[START SOURCE RECORDS]

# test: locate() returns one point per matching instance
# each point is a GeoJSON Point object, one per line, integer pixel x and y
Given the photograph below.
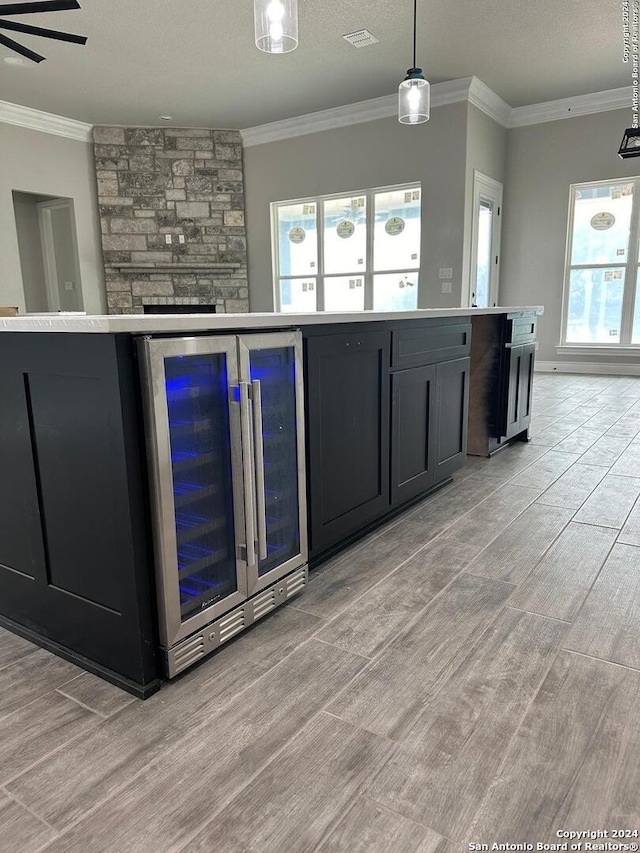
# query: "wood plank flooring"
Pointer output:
{"type": "Point", "coordinates": [468, 673]}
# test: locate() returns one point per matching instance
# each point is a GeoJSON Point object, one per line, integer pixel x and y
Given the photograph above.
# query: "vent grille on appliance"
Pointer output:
{"type": "Point", "coordinates": [296, 582]}
{"type": "Point", "coordinates": [262, 604]}
{"type": "Point", "coordinates": [231, 624]}
{"type": "Point", "coordinates": [188, 653]}
{"type": "Point", "coordinates": [361, 38]}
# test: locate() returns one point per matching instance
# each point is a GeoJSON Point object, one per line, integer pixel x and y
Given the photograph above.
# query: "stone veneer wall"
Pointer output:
{"type": "Point", "coordinates": [183, 182]}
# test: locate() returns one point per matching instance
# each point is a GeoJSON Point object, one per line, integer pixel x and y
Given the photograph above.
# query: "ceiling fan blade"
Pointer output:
{"type": "Point", "coordinates": [44, 6]}
{"type": "Point", "coordinates": [40, 31]}
{"type": "Point", "coordinates": [18, 48]}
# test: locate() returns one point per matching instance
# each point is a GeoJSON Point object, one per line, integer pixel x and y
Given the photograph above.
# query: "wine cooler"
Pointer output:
{"type": "Point", "coordinates": [225, 433]}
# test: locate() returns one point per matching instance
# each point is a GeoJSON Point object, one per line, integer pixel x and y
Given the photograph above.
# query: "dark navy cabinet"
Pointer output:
{"type": "Point", "coordinates": [75, 554]}
{"type": "Point", "coordinates": [387, 409]}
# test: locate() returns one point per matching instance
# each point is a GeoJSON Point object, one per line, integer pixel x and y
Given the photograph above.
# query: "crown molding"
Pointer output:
{"type": "Point", "coordinates": [44, 122]}
{"type": "Point", "coordinates": [580, 105]}
{"type": "Point", "coordinates": [469, 89]}
{"type": "Point", "coordinates": [485, 99]}
{"type": "Point", "coordinates": [451, 92]}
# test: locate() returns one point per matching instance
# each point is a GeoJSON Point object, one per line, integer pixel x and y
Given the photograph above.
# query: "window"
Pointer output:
{"type": "Point", "coordinates": [349, 252]}
{"type": "Point", "coordinates": [600, 305]}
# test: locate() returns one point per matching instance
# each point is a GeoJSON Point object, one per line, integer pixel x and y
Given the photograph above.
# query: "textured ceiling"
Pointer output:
{"type": "Point", "coordinates": [195, 59]}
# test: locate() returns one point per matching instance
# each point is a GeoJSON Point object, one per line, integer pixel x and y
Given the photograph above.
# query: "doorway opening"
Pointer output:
{"type": "Point", "coordinates": [485, 242]}
{"type": "Point", "coordinates": [48, 247]}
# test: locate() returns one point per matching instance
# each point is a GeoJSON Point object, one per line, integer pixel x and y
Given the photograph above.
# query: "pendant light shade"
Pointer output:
{"type": "Point", "coordinates": [414, 93]}
{"type": "Point", "coordinates": [276, 25]}
{"type": "Point", "coordinates": [414, 98]}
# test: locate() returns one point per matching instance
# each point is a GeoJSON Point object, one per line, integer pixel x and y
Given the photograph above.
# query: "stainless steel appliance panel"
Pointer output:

[END SOURCE RECORDS]

_WORK TO DO_.
The data above needs to be retyped exactly, with the images left out.

_SOLUTION TO THE EXERCISE_.
# test: locate() returns one point per matching instance
# each point is a GeoJSON Point object, one per line, integer pixel x and y
Given the photograph below.
# query: "wood plank flooring"
Pointer output:
{"type": "Point", "coordinates": [468, 673]}
# test: locate() returns one point per matching instance
# each point is a GeoJSON Point object, one per line, integer pixel x and y
Given the photograph above.
# query: "vent grille on appliance"
Pointer output:
{"type": "Point", "coordinates": [296, 582]}
{"type": "Point", "coordinates": [262, 604]}
{"type": "Point", "coordinates": [231, 624]}
{"type": "Point", "coordinates": [188, 653]}
{"type": "Point", "coordinates": [361, 38]}
# test: locate() returns one point per matching instance
# each point is a GeoJSON Point object, one per line, integer pixel x and y
Given the photograph above.
# query: "stone veneer wall"
Pointer output:
{"type": "Point", "coordinates": [183, 182]}
# test: locate() returns one point per matching instance
# each point is a GeoJSON Point object, one per line, integer pixel x and y
Given the photograph above.
# query: "ceiling fan blade"
Pointer output:
{"type": "Point", "coordinates": [44, 6]}
{"type": "Point", "coordinates": [40, 31]}
{"type": "Point", "coordinates": [18, 48]}
# test: locate() returns one point per matching instance
# each point is a GeoJSON Point object, one per line, integer pixel x and y
Given the photograph above.
# query: "wine cooler"
Pointer output:
{"type": "Point", "coordinates": [225, 433]}
# test: locate() returns one point per matching instance
# each point is a GeoJSON Point object, one per line, integer pixel x and y
Given the photograph above.
# query: "dark navy cabinet"
Pointer output:
{"type": "Point", "coordinates": [75, 554]}
{"type": "Point", "coordinates": [387, 409]}
# test: locate() returns one point per matching instance
# each point is a GeoJSON Point object, one per line, integer pixel x and y
Given the photograph above.
# query: "crown molding"
Pointer output:
{"type": "Point", "coordinates": [44, 122]}
{"type": "Point", "coordinates": [580, 105]}
{"type": "Point", "coordinates": [469, 89]}
{"type": "Point", "coordinates": [485, 99]}
{"type": "Point", "coordinates": [451, 92]}
# test: locate() returns one point per matching instance
# each point is a GeoJSON Point object, one per line, integer pixel x and y
Given the photograph above.
# query: "window"
Pointer output:
{"type": "Point", "coordinates": [349, 252]}
{"type": "Point", "coordinates": [600, 305]}
# test: locate() returns one point per matching instance
# each point is a GeoJSON Point object, one per line, integer pixel x and y
Given the photograph above.
# query: "textured ceiling"
Pointer output:
{"type": "Point", "coordinates": [195, 59]}
# test: locate() returns one point per matching instance
# each point is a GeoJSON Point object, one per line, integer pixel x and y
Given the photograph above.
# query: "doorway opening"
Pointer output:
{"type": "Point", "coordinates": [485, 242]}
{"type": "Point", "coordinates": [48, 247]}
# test: locate() returns one point per matching instance
# each point is a GeoJSON Point object, one per line, integer pixel x and y
Given the photograph above.
# query: "pendant light shade"
Pointer output:
{"type": "Point", "coordinates": [414, 93]}
{"type": "Point", "coordinates": [276, 25]}
{"type": "Point", "coordinates": [414, 98]}
# test: locate() returns one point per matching instance
# each point is a GeoJSON Point object, one per line, integer pixel x and y
Given the photograph above.
# query: "stainless steel appliance panel"
Pointer output:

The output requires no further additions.